▶ _Required task_: Find every line of the material below that contains the string "sweater" and copy each of those lines. Case counts.

▶ _Data_:
---*---
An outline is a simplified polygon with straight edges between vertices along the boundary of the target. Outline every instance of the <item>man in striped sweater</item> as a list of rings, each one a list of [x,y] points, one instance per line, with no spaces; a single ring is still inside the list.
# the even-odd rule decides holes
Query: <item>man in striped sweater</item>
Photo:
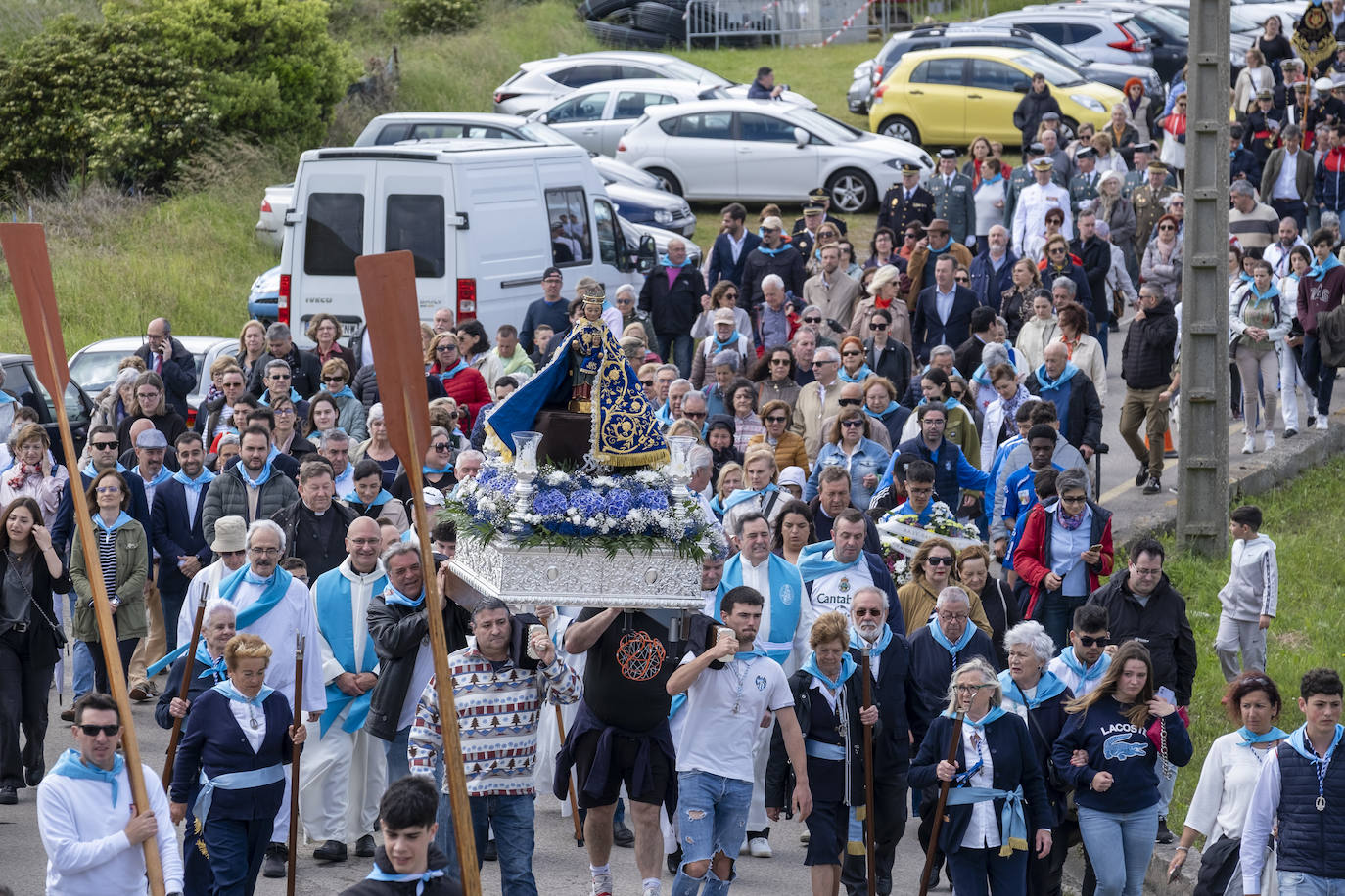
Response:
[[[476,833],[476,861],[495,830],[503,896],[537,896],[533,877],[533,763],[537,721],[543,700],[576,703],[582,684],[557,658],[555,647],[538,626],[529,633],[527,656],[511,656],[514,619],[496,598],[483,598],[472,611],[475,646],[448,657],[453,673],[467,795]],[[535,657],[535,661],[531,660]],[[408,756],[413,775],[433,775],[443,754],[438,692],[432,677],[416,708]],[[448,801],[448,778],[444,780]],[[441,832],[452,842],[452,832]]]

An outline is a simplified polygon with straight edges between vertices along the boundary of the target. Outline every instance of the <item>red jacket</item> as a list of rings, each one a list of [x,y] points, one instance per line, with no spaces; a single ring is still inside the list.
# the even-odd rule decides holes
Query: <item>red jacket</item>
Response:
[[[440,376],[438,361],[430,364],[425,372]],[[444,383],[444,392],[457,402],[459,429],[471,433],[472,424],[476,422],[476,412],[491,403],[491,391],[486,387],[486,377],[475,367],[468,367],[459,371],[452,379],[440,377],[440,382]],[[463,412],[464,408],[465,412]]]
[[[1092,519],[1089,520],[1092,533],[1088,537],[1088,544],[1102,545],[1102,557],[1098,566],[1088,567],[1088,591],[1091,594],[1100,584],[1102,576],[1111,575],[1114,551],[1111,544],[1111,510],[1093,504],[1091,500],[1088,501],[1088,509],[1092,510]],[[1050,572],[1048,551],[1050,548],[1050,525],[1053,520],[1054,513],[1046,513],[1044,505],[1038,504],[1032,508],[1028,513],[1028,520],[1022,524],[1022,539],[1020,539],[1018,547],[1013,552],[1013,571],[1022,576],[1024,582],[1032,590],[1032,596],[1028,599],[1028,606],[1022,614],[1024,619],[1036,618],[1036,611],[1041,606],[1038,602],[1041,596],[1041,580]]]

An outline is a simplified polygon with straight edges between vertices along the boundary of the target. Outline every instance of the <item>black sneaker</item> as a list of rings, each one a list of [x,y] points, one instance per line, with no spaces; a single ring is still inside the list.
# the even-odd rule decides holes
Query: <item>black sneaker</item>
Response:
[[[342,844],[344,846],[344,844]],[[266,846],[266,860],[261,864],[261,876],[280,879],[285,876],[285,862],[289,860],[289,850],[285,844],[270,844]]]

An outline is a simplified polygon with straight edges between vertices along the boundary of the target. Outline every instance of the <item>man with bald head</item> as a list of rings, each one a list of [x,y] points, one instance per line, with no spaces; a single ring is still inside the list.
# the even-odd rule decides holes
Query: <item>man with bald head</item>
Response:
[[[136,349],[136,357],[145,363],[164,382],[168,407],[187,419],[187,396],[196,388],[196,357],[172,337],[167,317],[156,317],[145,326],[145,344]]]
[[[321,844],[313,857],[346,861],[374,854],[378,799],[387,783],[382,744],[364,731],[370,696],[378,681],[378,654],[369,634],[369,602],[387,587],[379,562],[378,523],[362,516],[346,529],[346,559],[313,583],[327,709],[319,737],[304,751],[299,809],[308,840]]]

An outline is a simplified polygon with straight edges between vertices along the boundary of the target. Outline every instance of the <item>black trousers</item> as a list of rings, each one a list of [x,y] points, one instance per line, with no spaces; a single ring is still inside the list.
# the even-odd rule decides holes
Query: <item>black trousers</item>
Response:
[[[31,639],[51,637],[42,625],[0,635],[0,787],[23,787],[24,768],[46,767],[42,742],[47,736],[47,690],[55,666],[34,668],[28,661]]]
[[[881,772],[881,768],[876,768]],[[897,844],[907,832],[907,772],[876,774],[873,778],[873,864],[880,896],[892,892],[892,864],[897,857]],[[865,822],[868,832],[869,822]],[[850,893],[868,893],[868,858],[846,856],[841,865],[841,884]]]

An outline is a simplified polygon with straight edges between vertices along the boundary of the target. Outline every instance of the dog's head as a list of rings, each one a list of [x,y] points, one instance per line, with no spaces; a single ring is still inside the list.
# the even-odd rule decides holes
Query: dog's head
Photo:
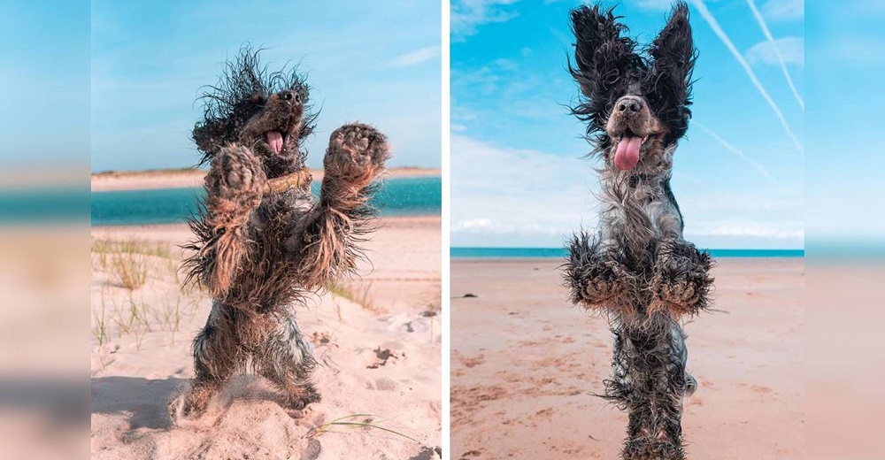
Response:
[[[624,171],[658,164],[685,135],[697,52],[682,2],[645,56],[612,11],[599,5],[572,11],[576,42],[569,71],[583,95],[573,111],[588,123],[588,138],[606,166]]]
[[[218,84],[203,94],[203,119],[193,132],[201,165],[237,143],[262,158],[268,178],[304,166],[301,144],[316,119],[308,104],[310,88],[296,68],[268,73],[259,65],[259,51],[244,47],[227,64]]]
---*---
▶ _Exercise response_:
An outline is a simplified polygon with straight edges between vertices along the boundary of the target. Outline every instance of the <item>man in striped sweater</item> as a list of rings, each one a list of [x,y] points, one instance per line, with no spaces; a single ring is still inside the list.
Query: <item>man in striped sweater</item>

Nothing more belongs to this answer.